■ **TASK REQUIREMENTS**
Copy out all the records, word for word.

■ **RECORDS TO USE**

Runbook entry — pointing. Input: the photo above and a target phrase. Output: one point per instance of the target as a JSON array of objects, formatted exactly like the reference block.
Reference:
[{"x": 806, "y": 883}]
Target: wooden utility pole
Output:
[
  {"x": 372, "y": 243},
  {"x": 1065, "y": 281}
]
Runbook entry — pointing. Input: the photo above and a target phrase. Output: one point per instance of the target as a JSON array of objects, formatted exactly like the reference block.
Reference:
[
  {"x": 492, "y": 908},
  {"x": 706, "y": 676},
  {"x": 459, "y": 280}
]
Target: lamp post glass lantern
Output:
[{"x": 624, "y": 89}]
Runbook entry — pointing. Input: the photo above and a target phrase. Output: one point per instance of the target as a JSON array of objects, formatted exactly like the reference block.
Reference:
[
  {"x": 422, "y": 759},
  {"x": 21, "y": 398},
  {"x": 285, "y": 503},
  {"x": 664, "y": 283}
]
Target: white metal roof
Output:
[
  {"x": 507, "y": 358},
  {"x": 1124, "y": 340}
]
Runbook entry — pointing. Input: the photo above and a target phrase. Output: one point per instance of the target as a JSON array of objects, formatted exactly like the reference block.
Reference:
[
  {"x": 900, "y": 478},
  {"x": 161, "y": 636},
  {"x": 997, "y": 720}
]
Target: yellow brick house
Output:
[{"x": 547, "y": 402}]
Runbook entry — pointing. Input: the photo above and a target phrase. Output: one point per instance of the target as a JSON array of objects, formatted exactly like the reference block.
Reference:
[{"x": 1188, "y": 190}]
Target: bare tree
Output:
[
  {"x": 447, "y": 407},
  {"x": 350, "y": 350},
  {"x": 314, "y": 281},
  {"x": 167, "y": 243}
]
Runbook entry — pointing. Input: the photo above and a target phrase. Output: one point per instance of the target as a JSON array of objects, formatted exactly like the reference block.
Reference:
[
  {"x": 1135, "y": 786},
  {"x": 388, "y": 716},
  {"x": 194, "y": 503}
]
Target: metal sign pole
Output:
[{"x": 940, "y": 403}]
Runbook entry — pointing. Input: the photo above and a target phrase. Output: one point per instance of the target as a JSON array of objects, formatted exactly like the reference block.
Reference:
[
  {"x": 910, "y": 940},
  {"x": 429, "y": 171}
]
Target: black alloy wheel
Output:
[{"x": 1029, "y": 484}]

■ **EXERCISE RESPONSE**
Runbook entry — pointing. Input: the photo above and a target phrase. Output: one point per instance of the target as a JSON array of objects, formatted exactly like the reference block.
Reference:
[{"x": 806, "y": 883}]
Target: wooden utility pole
Output:
[
  {"x": 372, "y": 243},
  {"x": 1065, "y": 281}
]
Runbook entry — pointing. Input: the photo above and a target phrase. Output: one point per instance of the target as a JSON array of objects, formatted exactly like the reference block.
Reference:
[
  {"x": 492, "y": 908},
  {"x": 706, "y": 676},
  {"x": 459, "y": 280}
]
Target: lamp post glass lantern
Output:
[{"x": 624, "y": 89}]
Runbook entry — pointing. Input: the photo above and a target phrase. Output: one point per instance of the target as a JSON array of objects, formatted exactly like the reference block.
Reference:
[
  {"x": 422, "y": 759},
  {"x": 21, "y": 398},
  {"x": 285, "y": 503},
  {"x": 664, "y": 283}
]
Target: white metal roof
Output:
[
  {"x": 507, "y": 358},
  {"x": 1124, "y": 340}
]
Runbook entry — pointing. Input: the photo above and a target phrase. Output: one point per instance of the target as a JSON array of objects, formatted exactly like the reference block.
Reference:
[
  {"x": 900, "y": 478},
  {"x": 161, "y": 636},
  {"x": 997, "y": 720}
]
Target: yellow brick house
Output:
[{"x": 547, "y": 402}]
Runbook entry — pointing. Input: the photo above and a target phrase. Output: one point per instance of the target as a JSON array of objects, formatted exactly like the reference block.
Reference:
[{"x": 1188, "y": 190}]
Target: bare tree
Output:
[
  {"x": 447, "y": 407},
  {"x": 350, "y": 350},
  {"x": 314, "y": 281},
  {"x": 167, "y": 243}
]
Runbook entry — pointing. Input: the photo above and a target phrase. Output: one point per instance of the target as a JSON array of objects, formatted exactly like the reference block.
Reference:
[
  {"x": 1135, "y": 786},
  {"x": 388, "y": 716},
  {"x": 194, "y": 503}
]
Target: metal sign pole
Output:
[{"x": 940, "y": 403}]
Runbook entry — pointing. Input: the photo above and a target phrase. Output: one point per instance of the target as a JSON array of objects, formatted exactly like the reference block.
Reference:
[
  {"x": 910, "y": 940},
  {"x": 429, "y": 171}
]
Target: black alloy wheel
Output:
[{"x": 1029, "y": 484}]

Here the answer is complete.